>> BEGIN Provided entries
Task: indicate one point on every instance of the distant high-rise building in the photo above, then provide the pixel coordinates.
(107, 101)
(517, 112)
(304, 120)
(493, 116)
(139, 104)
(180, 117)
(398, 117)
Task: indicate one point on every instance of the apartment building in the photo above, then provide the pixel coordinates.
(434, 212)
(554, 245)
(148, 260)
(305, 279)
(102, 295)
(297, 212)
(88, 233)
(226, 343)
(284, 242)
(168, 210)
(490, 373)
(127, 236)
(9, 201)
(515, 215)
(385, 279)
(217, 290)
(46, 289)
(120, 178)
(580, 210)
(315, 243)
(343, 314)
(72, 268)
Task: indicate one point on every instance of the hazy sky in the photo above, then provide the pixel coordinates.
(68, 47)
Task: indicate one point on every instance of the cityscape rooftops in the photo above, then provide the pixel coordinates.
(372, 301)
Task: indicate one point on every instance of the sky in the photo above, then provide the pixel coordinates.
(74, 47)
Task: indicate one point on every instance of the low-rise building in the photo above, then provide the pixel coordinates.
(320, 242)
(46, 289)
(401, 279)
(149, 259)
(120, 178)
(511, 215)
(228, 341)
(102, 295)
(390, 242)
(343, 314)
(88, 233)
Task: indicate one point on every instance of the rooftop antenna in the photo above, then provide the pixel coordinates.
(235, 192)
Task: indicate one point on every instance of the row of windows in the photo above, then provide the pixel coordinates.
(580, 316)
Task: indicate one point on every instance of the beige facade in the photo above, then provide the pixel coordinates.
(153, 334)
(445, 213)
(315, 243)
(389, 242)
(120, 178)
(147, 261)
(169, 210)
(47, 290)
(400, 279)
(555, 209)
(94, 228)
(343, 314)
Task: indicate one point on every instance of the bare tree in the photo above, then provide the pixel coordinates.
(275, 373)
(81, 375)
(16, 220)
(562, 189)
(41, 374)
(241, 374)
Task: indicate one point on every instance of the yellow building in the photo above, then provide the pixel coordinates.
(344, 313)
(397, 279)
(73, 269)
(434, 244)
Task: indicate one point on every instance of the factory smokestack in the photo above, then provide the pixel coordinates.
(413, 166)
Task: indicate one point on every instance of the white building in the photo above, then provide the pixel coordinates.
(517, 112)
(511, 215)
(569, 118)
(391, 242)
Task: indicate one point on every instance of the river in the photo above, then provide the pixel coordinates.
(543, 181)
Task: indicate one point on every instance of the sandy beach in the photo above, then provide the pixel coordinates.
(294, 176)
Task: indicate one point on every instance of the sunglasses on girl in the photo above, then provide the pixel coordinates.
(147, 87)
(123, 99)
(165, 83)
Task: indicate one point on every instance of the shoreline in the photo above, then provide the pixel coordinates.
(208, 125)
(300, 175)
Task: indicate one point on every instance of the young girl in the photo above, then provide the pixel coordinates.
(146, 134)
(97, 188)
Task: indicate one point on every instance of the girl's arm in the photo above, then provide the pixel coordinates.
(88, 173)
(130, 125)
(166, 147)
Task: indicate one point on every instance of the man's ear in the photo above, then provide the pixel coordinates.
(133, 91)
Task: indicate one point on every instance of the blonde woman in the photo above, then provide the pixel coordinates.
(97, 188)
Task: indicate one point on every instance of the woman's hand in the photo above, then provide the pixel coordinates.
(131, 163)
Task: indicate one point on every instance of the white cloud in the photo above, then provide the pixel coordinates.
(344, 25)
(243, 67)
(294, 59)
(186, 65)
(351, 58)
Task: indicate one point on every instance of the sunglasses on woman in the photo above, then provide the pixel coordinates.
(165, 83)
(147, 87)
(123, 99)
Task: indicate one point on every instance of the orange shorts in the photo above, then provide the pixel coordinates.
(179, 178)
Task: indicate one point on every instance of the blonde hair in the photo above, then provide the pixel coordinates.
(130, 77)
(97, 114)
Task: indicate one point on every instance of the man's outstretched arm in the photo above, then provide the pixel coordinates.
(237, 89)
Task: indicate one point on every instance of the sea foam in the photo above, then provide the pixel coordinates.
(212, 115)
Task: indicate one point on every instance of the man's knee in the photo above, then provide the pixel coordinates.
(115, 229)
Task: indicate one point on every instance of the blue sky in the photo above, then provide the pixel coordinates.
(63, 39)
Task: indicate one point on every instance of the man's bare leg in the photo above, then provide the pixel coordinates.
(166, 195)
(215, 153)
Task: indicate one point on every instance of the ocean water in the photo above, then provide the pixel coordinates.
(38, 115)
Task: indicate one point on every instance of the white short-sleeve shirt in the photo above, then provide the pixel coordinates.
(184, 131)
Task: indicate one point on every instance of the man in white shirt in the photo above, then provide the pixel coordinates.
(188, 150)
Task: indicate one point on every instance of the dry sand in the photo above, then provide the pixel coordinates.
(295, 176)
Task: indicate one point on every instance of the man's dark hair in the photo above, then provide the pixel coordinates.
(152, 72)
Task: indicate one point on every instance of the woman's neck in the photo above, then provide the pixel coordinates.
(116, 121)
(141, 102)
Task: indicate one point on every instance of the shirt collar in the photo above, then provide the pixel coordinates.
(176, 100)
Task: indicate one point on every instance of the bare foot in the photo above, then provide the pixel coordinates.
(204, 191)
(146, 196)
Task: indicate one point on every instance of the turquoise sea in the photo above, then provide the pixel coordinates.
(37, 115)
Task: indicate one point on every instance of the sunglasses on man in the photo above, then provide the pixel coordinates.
>> END Provided entries
Set out as a numbered list the lines of the records starting at the line that contains "Task: indicate one point on every instance of the man's knee" and ending with the final line of the records, leaving out any blank lines.

■ **Task answer**
1. Task: indicate one point on every instance of the man's knee in the photo above, then provide the pixel coordinates.
2. (115, 229)
3. Task: indicate one point on every instance of the blue sky in the photo above, then provide the pixel coordinates.
4. (63, 39)
5. Task: indicate one point on every instance of the man's bare leg in the photo above, then provide the pixel coordinates.
6. (166, 195)
7. (215, 153)
8. Task: indicate one point on every instance of the ocean water in the photo above, then provide the pixel coordinates.
9. (38, 115)
10. Task: indicate one point on every instance of the white short-sleeve shirt in the photo above, then provide the pixel coordinates.
11. (184, 131)
12. Task: indicate one point on every instance of the man in white shirt in the photo above, then provide the pixel coordinates.
13. (188, 150)
14. Task: indicate one point on every instance of the dry sand in the photo above, then provide the pixel coordinates.
15. (295, 176)
16. Task: indicate one point on every instance of the man's dark hair in the photo above, then provide the pixel coordinates.
17. (152, 72)
18. Task: indicate one point on every instance of the woman's neck in the photo above, then provide the pixel coordinates.
19. (116, 121)
20. (141, 102)
21. Task: indicate one point on every instance of the shirt collar in the photo above, then provide the pixel coordinates.
22. (176, 100)
23. Task: indicate one point on every instance of the bare foot in the photo above, then provide the pixel coordinates.
24. (204, 191)
25. (146, 196)
26. Task: indicate one point on every instance of the turquoise sea in the photo above, then provide the pixel coordinates.
27. (37, 115)
28. Task: indicate one point on every instance of the sunglasses on man in the photo above, then provide the pixel coordinates.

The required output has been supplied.